:: Given passage ::
START
Much of Bangkok is under water. Vast swathes of the countryside have been flooded. Hundreds of thousands of people have been displaced. There’s a severe shortage of food, drinking water and (more importantly) beer. Virtually every industrial estates in Thailand’s economic heartland has been inundated. So what is the government’s top priority?

At yesterday’s cabinet meeting it appears an unscheduled item was raised; officials were ordered to leave the room whilst it was discussed. It was a resolution concerning amnesty for prisoners. Prime Minister Yingluck was conveniently absent*. She was probably visiting some flooded site looking as if she was about to break into tears – it’s seems it’s about all she does these days. Still, it lets her claim the decision was nothing to do with her. (And to be honest, it probably wasn’t. After all, we know who really runs the government – “Thaksin thinks; Pheu Thai acts” and all that.)
END
:: Goal 1 ::
Retype the listing word for word, starting at the line that contains "request = locate the white" and ending with the listing's final line.
The listing that comes next is unrelated to the text above.

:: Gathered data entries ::
START
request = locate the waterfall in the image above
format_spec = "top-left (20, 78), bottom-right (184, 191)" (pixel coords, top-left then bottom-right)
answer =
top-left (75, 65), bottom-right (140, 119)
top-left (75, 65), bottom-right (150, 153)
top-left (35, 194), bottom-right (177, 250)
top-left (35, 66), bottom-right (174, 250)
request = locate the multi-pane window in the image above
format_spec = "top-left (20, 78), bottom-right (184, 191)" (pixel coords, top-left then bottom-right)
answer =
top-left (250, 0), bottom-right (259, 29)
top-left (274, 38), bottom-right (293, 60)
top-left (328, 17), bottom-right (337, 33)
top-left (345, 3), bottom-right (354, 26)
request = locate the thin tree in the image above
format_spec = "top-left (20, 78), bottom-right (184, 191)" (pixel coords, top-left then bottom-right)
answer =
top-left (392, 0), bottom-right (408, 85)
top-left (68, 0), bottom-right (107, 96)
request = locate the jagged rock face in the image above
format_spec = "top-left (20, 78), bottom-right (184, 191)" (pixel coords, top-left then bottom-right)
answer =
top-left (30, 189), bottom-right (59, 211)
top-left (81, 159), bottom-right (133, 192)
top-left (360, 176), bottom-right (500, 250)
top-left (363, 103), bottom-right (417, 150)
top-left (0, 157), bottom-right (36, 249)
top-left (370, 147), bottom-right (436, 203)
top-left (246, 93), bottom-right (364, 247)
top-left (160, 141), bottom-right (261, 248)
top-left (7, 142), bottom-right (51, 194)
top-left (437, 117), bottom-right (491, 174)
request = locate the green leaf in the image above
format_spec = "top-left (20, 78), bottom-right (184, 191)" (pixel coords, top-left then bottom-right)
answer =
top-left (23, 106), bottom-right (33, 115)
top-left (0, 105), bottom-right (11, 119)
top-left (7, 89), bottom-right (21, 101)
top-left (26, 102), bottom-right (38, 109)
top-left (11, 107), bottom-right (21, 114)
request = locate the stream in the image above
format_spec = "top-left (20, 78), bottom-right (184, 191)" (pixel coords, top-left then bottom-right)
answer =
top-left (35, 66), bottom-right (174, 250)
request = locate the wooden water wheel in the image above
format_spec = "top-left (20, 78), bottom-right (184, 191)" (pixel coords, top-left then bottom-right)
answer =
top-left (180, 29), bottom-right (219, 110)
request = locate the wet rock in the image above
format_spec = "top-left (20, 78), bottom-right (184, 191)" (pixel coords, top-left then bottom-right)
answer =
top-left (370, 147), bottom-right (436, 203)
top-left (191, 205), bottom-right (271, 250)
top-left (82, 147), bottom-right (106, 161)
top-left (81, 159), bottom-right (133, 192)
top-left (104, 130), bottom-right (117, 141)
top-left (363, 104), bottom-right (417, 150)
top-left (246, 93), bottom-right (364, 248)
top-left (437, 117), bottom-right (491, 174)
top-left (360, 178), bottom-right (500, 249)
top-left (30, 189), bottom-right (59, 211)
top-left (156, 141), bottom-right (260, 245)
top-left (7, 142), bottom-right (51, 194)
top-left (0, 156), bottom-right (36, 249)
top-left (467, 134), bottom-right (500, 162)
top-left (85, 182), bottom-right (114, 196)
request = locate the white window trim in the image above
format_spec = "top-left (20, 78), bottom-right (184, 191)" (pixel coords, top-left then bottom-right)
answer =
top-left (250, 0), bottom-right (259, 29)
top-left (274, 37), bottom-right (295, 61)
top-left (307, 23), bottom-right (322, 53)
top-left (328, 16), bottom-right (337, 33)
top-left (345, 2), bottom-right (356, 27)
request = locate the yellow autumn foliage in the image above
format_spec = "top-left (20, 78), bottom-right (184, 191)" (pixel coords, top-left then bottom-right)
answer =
END
:: Goal 2 ::
List every item the passage on the Bangkok floods names as being in severe shortage.

:: Correct answer 1 ::
request = locate the white window trim in the image above
format_spec = "top-left (20, 78), bottom-right (184, 191)" (pixel coords, top-left then bottom-right)
answer =
top-left (250, 0), bottom-right (259, 29)
top-left (274, 37), bottom-right (295, 61)
top-left (307, 23), bottom-right (322, 53)
top-left (328, 16), bottom-right (337, 33)
top-left (345, 2), bottom-right (356, 27)
request = locate the yellow autumn foliage in the image above
format_spec = "top-left (20, 78), bottom-right (184, 191)" (pixel coords, top-left then bottom-right)
answer =

:: Correct answer 2 ::
food, drinking water, beer